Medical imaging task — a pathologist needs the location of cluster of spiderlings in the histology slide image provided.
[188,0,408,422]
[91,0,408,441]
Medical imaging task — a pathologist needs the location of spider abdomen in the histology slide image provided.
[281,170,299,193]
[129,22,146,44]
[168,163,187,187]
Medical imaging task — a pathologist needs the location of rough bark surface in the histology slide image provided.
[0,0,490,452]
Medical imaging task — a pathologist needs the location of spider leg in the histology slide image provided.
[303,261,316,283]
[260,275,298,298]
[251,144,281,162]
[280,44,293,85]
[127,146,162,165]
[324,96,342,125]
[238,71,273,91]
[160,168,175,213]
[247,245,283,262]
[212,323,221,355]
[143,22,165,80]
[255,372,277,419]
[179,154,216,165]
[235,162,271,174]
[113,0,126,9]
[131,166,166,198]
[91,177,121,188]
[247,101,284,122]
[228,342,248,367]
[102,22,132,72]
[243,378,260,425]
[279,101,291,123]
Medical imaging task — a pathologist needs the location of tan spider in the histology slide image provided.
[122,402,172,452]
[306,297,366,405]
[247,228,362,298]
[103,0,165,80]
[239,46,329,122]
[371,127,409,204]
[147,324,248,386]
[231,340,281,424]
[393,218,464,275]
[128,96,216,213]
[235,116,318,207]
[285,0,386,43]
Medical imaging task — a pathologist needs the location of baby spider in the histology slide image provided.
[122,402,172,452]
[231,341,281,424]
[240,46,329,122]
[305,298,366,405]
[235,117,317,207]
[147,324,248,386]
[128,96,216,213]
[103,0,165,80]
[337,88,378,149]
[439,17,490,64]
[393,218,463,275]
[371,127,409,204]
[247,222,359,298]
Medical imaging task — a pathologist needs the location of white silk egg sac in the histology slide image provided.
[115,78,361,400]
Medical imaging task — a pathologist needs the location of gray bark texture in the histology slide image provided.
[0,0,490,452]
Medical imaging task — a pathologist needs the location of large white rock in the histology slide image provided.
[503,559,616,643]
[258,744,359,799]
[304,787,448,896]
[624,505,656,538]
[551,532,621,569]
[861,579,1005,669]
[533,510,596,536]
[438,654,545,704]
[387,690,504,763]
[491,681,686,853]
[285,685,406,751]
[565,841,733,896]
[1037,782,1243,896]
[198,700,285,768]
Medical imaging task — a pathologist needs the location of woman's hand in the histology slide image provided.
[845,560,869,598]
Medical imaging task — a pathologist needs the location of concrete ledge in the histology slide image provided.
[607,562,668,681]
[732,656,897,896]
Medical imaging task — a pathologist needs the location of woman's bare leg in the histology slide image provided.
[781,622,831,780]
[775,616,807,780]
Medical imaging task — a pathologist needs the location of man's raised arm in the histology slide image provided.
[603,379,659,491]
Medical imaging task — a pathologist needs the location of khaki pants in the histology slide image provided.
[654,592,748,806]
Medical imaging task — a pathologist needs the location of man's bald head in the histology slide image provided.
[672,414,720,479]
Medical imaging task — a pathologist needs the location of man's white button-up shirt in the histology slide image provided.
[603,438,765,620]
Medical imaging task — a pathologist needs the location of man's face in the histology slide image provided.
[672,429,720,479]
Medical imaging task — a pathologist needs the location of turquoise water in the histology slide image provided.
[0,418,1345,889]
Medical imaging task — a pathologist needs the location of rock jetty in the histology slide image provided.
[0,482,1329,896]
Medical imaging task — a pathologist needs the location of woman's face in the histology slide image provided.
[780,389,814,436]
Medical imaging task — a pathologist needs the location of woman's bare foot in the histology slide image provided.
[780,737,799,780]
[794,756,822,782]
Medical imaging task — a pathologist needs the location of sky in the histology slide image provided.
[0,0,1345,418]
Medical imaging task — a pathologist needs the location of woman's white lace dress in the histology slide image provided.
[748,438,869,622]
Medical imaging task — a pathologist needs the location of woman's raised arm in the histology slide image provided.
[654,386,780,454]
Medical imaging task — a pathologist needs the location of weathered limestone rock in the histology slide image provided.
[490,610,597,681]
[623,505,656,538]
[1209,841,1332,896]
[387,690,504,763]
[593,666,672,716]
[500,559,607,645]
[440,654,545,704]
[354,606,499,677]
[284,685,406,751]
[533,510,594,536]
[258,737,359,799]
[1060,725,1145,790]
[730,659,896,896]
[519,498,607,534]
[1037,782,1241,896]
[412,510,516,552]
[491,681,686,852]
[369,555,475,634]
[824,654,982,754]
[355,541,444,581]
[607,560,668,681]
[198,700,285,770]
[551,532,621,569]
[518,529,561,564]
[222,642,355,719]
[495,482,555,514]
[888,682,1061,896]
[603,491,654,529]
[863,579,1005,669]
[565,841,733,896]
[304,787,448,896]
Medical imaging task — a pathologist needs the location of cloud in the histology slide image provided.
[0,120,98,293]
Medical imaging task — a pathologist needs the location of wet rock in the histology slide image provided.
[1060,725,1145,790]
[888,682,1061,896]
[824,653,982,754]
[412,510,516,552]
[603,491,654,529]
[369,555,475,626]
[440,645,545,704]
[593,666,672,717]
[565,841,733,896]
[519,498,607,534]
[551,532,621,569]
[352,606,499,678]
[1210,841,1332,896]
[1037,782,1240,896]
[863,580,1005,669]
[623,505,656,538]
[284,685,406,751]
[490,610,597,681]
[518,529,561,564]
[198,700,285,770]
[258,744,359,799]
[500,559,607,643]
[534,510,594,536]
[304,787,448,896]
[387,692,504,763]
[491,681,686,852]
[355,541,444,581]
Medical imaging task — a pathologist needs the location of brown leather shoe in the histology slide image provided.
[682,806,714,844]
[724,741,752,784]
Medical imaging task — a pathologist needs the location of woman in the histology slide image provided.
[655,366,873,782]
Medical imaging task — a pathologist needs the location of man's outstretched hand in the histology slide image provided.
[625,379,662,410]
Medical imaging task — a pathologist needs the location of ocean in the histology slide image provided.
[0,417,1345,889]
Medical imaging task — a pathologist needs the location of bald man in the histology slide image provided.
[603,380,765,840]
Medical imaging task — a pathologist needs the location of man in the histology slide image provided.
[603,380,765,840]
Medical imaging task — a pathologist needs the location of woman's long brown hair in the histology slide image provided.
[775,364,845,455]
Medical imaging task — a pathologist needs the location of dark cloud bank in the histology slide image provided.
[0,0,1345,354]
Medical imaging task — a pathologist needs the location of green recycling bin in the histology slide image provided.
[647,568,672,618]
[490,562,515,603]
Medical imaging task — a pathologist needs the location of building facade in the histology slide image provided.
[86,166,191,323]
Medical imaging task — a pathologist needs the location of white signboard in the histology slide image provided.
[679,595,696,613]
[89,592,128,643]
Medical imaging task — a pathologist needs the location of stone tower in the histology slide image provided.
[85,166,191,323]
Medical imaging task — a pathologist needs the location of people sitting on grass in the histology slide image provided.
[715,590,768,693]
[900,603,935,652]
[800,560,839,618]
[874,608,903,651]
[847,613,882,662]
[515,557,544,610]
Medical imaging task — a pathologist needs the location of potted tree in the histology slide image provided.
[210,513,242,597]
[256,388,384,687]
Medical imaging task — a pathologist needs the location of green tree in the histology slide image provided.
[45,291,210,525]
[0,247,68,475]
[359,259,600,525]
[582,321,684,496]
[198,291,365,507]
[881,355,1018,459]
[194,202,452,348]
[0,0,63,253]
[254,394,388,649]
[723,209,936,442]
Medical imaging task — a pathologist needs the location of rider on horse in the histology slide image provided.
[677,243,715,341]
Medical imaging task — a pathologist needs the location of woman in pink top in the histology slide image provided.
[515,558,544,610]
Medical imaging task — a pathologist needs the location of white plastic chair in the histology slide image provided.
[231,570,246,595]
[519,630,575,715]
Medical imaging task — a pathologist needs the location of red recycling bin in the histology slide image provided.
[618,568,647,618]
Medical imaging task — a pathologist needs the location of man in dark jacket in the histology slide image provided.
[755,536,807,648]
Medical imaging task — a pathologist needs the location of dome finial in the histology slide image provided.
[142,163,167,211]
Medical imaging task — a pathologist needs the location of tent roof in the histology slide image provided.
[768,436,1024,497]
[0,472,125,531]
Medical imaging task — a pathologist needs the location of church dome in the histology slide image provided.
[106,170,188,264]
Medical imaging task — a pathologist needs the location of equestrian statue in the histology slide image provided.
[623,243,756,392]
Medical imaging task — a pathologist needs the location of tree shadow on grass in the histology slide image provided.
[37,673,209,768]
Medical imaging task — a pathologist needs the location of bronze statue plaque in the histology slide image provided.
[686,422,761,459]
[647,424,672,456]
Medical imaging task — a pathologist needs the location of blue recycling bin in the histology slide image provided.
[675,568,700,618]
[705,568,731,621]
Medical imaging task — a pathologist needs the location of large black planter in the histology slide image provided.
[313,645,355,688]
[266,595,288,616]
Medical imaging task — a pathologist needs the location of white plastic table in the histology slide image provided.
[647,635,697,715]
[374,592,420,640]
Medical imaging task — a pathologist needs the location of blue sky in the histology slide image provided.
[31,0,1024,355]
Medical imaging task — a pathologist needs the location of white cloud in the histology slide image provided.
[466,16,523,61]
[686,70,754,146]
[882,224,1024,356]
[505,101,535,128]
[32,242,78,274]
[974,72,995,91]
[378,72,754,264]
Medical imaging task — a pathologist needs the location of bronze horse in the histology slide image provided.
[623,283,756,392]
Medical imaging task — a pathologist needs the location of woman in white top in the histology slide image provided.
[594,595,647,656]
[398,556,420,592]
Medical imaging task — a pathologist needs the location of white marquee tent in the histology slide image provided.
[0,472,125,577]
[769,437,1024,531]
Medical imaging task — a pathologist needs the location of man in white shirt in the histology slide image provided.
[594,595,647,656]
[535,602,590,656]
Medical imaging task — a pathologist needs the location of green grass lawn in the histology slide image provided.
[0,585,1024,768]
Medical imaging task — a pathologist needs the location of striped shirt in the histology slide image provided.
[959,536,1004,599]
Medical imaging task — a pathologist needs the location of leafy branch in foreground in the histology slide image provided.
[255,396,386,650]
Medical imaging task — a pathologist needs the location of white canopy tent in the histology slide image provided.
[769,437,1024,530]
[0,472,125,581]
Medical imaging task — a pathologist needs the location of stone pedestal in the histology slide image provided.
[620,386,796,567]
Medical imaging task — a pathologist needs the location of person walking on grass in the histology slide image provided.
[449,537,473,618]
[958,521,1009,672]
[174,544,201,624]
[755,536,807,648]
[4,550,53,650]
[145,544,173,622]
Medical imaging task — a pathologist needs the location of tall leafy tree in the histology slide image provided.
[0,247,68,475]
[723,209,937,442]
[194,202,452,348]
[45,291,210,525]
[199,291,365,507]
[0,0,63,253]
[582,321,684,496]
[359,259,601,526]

EXERCISE DESCRIPTION: Rewrite the data from the line that contains "chair in the histology slide image provided." through the line that contains "[31,0,1024,355]", keeping each request unchanged and shifting every bounding box coordinate up by 125.

OUTPUT BELOW:
Medical imaging task — a pathologist needs the location of white plastic chair in the histology slide image provided.
[356,695,371,720]
[644,755,700,840]
Medical imaging task — a pathologist needs the location of red recycling bin in the histology slide image provided.
[743,693,772,743]
Medical imaging task — a pathologist needs the location of man in dark jacket in the histology slide image provided.
[880,661,932,773]
Medical imaging task — a pathologist needs the location of dome finial in the histology slide image provided.
[267,288,292,336]
Medical imaging task — a pathologist needs the location of tent roof in the histology slide image provided.
[893,561,1149,622]
[125,597,250,656]
Medical imaging task — a pathologist needs the location of church dome in the histology slide image provided.
[231,295,313,389]
Medical imaging task — a pathologist needs the location of equestrian statue in the histology slide image provided.
[748,368,881,517]
Medical imaging task — a pathologist needs the location of tree shadow on grass in the histology slide image provided.
[162,798,334,893]
Medical imaging task — a pathologist needs the location of bronze statue plaque in the histology slide image provided.
[811,547,886,584]
[772,549,797,581]
Medical imaging task — a pathologist needs the location of blue recycling bin in the histology slide image provided.
[800,693,825,743]
[830,693,856,746]
Medical imaging task — a pathologist needs the location of large black planter in the histology slide image provided.
[438,770,480,813]
[391,720,413,741]
Medical imaging task — a pathologist needs the location of white plastic table in the histology slide image provided.
[772,760,822,840]
[499,717,545,765]
Medical imaging task — a pathologist needs the location of blue sky in the histology slide image provided.
[156,125,1149,480]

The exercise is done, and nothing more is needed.